• **DA SVOLGERE**
Puoi riportare parola per parola il passo del testo sul calcio che va da "Il calcio che" a "se vayan todos."?

• **ESTRATTO DEL DOCUMENTO**
:::

Per rispetto a Ciro e all'intelligenza di tutti non torniamo sul fatto che un nazista va in giro armato dopo essersi creato proprio grazie al calcio una "nuova" identità. Un pò come i gerarchi dei regimi latino americani che si riciclano nelle federazioni sportive. La voglia di un calcio includente, che non si domanda da dove e di che genere sia chi lo pratica, un calcio che ogni domenica è realtà nei campi di Lecce e Firenze, Roma ed Ancona, Padova e Vicenza, Bologna e Napoli, Genova, Taranto e un sacco di altre città è più che una realtà. Il proliferare di polisportive popolari e squadre è la risposta a uno sport che non ha più un futuro se non questo e che si trincera in fortezze militarizzate dove perfino il racconto di ciò che accade è omertoso. Dove si cerca di mostrare ciò che non è, con la faccia tosta di chi sa che tanto va bene così. Media collusi con un sistema che si auto alimenta, si commenta e si processa da solo. Ma al lunedì soltanto, s’intende.
Il calcio che vogliamo noi è di parte. Partigiano anzi. Perché resiste e contrattacca, rilancia e propone alternative possibili, vere, che sono destinate a crescere e proliferare. Questo è lo sport vero, altro che…Se pensiamo poi che gli sport olimpici sono in mano alle forze armate, che il CONI è un baraccone e che lo sport italiano è legato alla stessa gente da sempre rimane una sola strada percorribile: que se vayan todos.
E capiamoci, è la morte di Ciro che inesorabilmente indica di che malattia è vittima il Dio pallone, non l’uscita da un mondiale.

:::

• **INSIEME DI DATI**
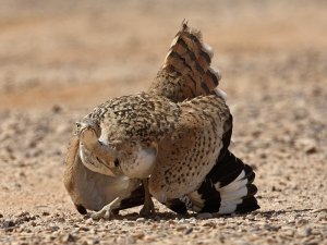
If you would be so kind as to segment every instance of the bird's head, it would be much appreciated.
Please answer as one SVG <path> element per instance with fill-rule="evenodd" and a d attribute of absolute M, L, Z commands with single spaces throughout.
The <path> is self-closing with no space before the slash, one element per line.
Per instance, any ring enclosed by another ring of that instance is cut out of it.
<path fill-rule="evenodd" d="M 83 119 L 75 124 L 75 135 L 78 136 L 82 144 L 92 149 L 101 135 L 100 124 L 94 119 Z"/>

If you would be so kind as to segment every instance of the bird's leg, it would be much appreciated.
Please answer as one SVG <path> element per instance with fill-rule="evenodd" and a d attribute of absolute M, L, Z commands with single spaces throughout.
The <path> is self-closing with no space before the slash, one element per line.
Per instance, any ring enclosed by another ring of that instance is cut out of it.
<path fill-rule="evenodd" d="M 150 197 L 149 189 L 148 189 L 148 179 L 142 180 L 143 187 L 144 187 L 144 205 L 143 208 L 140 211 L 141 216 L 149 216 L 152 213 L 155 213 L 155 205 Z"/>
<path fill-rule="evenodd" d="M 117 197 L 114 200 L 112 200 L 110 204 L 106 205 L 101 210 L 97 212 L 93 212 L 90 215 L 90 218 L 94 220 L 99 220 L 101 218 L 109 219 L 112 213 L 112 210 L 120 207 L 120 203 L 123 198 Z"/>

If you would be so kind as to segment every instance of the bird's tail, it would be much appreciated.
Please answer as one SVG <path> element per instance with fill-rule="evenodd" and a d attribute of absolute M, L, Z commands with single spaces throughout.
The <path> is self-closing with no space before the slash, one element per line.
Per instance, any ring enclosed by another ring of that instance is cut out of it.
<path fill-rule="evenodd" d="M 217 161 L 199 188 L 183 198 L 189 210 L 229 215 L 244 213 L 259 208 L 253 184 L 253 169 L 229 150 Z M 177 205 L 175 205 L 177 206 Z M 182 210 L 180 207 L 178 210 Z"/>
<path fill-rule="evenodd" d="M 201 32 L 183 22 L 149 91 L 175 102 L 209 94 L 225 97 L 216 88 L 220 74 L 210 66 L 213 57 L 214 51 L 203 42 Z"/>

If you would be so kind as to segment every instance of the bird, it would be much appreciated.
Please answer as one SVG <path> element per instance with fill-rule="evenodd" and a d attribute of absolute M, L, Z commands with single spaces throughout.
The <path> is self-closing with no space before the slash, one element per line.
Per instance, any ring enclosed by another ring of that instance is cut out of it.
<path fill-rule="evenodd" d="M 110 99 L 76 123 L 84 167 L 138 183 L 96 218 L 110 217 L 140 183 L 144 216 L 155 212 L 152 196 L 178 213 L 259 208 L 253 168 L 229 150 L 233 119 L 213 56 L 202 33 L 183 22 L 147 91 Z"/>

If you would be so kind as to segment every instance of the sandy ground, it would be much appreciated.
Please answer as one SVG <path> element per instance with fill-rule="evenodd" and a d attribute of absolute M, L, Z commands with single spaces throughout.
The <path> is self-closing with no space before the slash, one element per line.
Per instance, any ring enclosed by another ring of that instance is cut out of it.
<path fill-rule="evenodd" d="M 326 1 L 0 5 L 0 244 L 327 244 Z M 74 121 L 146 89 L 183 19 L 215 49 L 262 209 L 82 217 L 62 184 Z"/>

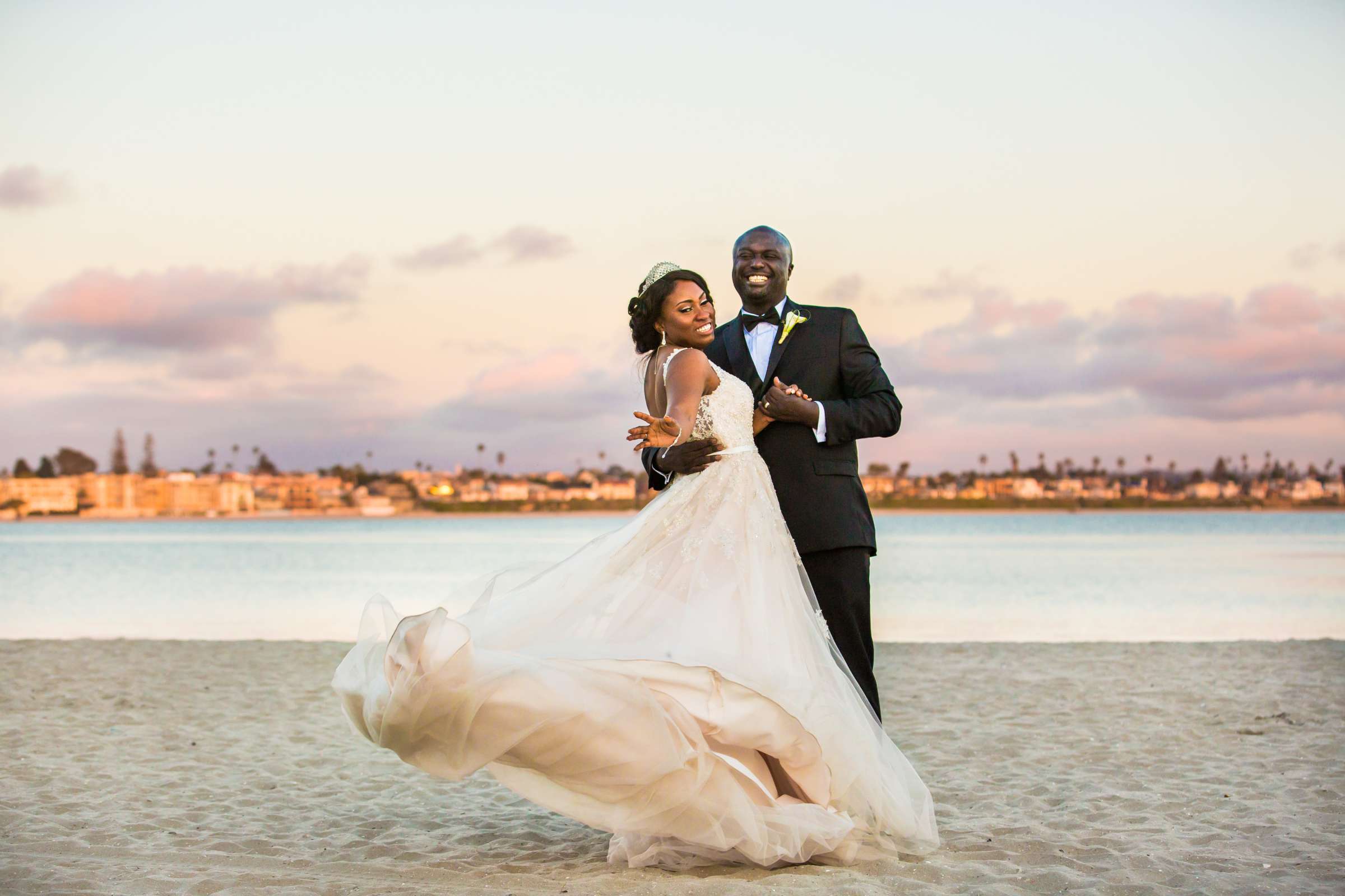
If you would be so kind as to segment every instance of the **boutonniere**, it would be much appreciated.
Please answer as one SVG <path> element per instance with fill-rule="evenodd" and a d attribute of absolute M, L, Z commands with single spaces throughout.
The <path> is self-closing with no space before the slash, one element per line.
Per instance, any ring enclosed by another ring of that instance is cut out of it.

:::

• **ESITO DEL COMPITO**
Il calcio che vogliamo noi è di parte. Partigiano anzi. Perché resiste e contrattacca, rilancia e propone alternative possibili, vere, che sono destinate a crescere e proliferare. Questo è lo sport vero, altro che…Se pensiamo poi che gli sport olimpici sono in mano alle forze armate, che il CONI è un baraccone e che lo sport italiano è legato alla stessa gente da sempre rimane una sola strada percorribile: que se vayan todos.